Rewrite the part that opens with the line containing "mark: the bird's head" and runs through the last of the lines below, requests included. Add -6 to every x and y coordinate in the answers, leaving the sample coordinates in the requests unchanged.

[Point annotations for photos]
★ ★ ★ ★ ★ ★ ★

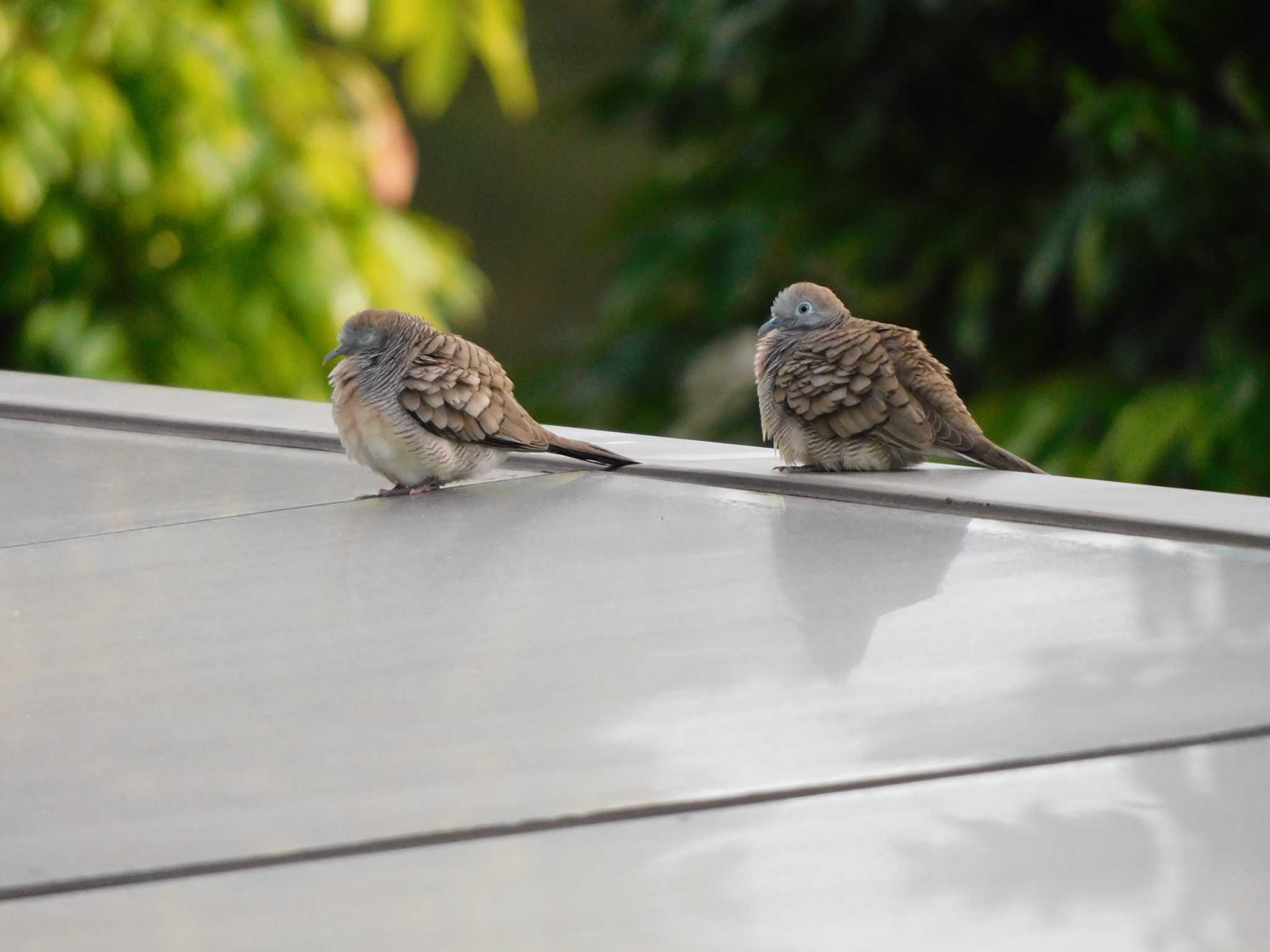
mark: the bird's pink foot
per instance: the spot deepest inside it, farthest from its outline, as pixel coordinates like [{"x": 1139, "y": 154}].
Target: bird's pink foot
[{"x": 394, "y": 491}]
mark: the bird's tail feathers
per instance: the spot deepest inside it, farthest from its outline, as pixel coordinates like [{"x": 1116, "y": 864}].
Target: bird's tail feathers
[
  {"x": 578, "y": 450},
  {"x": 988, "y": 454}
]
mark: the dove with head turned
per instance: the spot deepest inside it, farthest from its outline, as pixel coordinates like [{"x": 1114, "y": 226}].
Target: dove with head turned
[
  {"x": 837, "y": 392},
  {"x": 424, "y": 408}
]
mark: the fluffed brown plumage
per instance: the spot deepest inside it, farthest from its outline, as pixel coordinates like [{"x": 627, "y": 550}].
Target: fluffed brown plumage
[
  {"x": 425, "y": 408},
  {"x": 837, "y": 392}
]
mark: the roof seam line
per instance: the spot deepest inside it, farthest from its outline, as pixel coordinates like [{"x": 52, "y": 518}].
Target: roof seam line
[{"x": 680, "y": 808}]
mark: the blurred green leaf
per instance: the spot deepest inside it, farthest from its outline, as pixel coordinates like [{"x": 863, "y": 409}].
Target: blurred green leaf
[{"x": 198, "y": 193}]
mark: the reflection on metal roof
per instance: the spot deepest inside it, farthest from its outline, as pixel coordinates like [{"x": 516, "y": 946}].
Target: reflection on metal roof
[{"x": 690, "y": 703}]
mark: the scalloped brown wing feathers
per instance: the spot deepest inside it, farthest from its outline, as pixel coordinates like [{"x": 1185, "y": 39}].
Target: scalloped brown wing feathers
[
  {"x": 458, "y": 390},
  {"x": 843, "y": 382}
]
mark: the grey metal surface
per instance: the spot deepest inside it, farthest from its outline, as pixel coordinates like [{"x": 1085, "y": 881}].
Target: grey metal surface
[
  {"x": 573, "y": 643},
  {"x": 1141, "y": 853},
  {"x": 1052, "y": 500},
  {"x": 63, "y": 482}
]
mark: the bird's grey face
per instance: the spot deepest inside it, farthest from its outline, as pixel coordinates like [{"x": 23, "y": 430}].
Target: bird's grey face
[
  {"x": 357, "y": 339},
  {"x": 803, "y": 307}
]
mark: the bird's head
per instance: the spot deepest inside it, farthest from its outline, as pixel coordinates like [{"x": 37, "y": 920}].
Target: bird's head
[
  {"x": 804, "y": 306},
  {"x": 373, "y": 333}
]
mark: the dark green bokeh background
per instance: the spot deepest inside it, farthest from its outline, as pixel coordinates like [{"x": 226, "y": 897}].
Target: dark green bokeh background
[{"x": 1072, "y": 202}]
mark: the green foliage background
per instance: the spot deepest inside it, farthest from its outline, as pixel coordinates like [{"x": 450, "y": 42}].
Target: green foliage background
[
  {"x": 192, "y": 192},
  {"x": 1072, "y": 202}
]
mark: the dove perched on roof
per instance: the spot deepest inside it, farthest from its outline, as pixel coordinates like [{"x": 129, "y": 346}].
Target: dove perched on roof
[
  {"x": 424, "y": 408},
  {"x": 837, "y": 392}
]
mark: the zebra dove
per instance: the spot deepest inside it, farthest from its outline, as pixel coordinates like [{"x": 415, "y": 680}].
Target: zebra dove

★ ★ ★ ★ ★ ★ ★

- _THE ANSWER_:
mark: the bird's head
per instance: the spot deepest inside it, farthest from its outline, as pixel coordinates like [{"x": 37, "y": 920}].
Target: bird's head
[
  {"x": 798, "y": 300},
  {"x": 367, "y": 327}
]
mark: the dark green bokeh background
per instance: the spot deepest inside it, farthest from its outline, as pixel coordinates like [{"x": 226, "y": 897}].
Target: dark green bokeh background
[{"x": 1066, "y": 196}]
mark: the green foliage background
per instance: the spot deepest inside it, farthest from its outline, as pixel coordinates like [{"x": 450, "y": 42}].
Target: green foliage background
[
  {"x": 186, "y": 186},
  {"x": 1066, "y": 196}
]
mark: the dove perched on roof
per instance: the spot deepest inside it, farthest from its outline, as pixel coordinates like [{"x": 129, "y": 346}].
Target: dove perched on roof
[
  {"x": 418, "y": 402},
  {"x": 831, "y": 386}
]
mark: the zebra dove
per instance: the spot deepest inside it, farthest from its outline, as pixel coordinates like [{"x": 415, "y": 680}].
Target: zebra dove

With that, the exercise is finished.